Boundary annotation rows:
------------------------------------

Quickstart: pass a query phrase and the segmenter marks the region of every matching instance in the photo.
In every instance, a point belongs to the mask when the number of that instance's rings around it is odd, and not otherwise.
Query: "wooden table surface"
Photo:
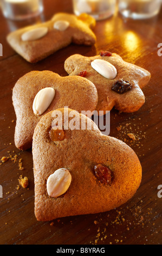
[[[10,48],[6,36],[17,28],[48,20],[57,12],[73,13],[71,1],[46,0],[44,3],[43,13],[35,20],[13,22],[5,19],[0,13],[0,42],[3,46],[3,56],[0,57],[0,157],[11,156],[6,162],[1,161],[1,165],[0,184],[3,194],[0,198],[0,243],[161,244],[162,198],[158,197],[157,187],[162,184],[162,56],[158,56],[157,46],[162,42],[162,10],[158,17],[143,21],[125,20],[116,11],[113,17],[97,22],[94,46],[71,45],[32,64]],[[149,84],[143,89],[146,102],[138,112],[111,112],[110,136],[125,141],[140,161],[140,187],[131,200],[109,212],[39,222],[34,215],[31,150],[21,151],[14,145],[16,116],[12,89],[20,77],[31,70],[49,70],[65,76],[67,74],[64,62],[69,56],[80,53],[92,56],[101,50],[116,52],[125,60],[147,69],[152,75]],[[133,133],[136,141],[131,141],[128,133]],[[14,162],[11,157],[14,159],[16,154],[18,158]],[[23,170],[19,169],[20,160]],[[17,190],[20,175],[28,177],[28,189]]]

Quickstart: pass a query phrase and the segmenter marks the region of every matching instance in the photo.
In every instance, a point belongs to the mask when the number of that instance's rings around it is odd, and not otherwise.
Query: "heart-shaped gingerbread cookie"
[[[35,63],[72,42],[94,44],[96,37],[91,28],[95,26],[95,19],[86,14],[77,17],[60,13],[46,22],[10,33],[7,41],[26,60]]]
[[[90,111],[98,102],[94,85],[83,77],[61,77],[51,71],[31,71],[19,79],[12,94],[16,114],[16,147],[32,145],[34,129],[41,117],[52,110],[67,106],[80,113]]]
[[[70,75],[82,75],[97,88],[99,100],[96,110],[111,111],[114,107],[124,112],[138,111],[145,99],[141,88],[148,82],[147,70],[126,62],[119,55],[107,51],[87,57],[80,54],[69,57],[64,68]]]
[[[70,109],[42,117],[35,130],[33,154],[38,221],[110,210],[129,199],[141,182],[133,150]]]

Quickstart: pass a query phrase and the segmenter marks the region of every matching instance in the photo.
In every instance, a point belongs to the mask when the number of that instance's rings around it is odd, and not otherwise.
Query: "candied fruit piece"
[[[94,172],[96,177],[101,182],[111,185],[112,173],[108,167],[99,163],[95,166]]]
[[[64,131],[61,128],[51,128],[49,135],[51,141],[63,141],[64,138]]]
[[[108,51],[102,51],[100,53],[100,56],[112,56],[112,53]]]
[[[20,185],[21,185],[23,188],[26,188],[29,185],[28,177],[25,176],[24,178],[22,178],[22,175],[21,175],[20,178],[20,179],[18,179]]]
[[[125,93],[131,90],[132,88],[132,86],[129,82],[124,80],[123,79],[120,79],[118,80],[116,83],[113,85],[112,90],[120,94],[122,94],[122,93]]]
[[[81,76],[82,77],[85,77],[87,75],[87,71],[86,70],[82,70],[79,73],[78,76]]]

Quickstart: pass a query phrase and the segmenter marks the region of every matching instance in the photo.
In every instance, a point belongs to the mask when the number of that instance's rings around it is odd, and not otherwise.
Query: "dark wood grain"
[[[71,45],[38,63],[27,63],[8,45],[6,36],[16,28],[49,19],[58,11],[73,12],[72,1],[46,0],[44,11],[36,19],[23,22],[5,19],[0,14],[1,130],[0,157],[18,156],[14,163],[9,159],[1,165],[1,244],[161,244],[161,202],[157,187],[161,175],[161,64],[157,45],[162,42],[162,12],[144,21],[124,20],[116,10],[115,15],[98,22],[94,29],[97,42],[93,47]],[[138,112],[128,114],[111,112],[110,135],[131,147],[142,167],[141,186],[126,204],[110,212],[62,218],[38,222],[34,215],[34,182],[31,150],[19,151],[14,145],[16,117],[12,104],[12,89],[17,80],[31,70],[49,70],[61,76],[64,60],[70,55],[87,56],[108,50],[124,60],[150,71],[150,82],[143,91],[146,102]],[[14,120],[14,121],[12,121]],[[116,129],[120,127],[120,130]],[[127,136],[134,133],[137,140]],[[22,159],[23,170],[18,161]],[[17,190],[20,175],[29,179],[29,189]]]

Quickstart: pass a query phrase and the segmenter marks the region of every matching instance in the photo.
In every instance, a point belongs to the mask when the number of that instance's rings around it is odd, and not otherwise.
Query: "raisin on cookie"
[[[32,145],[34,129],[41,117],[52,110],[69,107],[92,114],[98,102],[94,85],[79,76],[61,77],[49,71],[31,71],[20,78],[12,92],[16,115],[16,147]]]
[[[26,60],[36,63],[72,42],[92,45],[96,37],[92,31],[95,21],[89,15],[60,13],[51,20],[10,33],[10,45]]]
[[[73,118],[80,127],[85,122],[86,129],[73,129]],[[56,129],[55,119],[60,123]],[[57,130],[63,133],[61,139]],[[55,133],[53,139],[50,132]],[[33,155],[38,221],[109,211],[133,197],[141,182],[141,167],[133,150],[68,108],[51,111],[40,120]]]
[[[150,79],[147,70],[126,62],[116,53],[102,51],[100,55],[87,57],[80,54],[65,62],[66,71],[70,75],[82,75],[96,86],[99,96],[96,110],[133,112],[144,103],[141,90]]]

------------------------------------

Collect every line of the rows above that contains the string "cookie", treating uppercase and lowercase letters as different.

Query: "heart-shaped gingerbread cookie"
Query: "raisin on cookie"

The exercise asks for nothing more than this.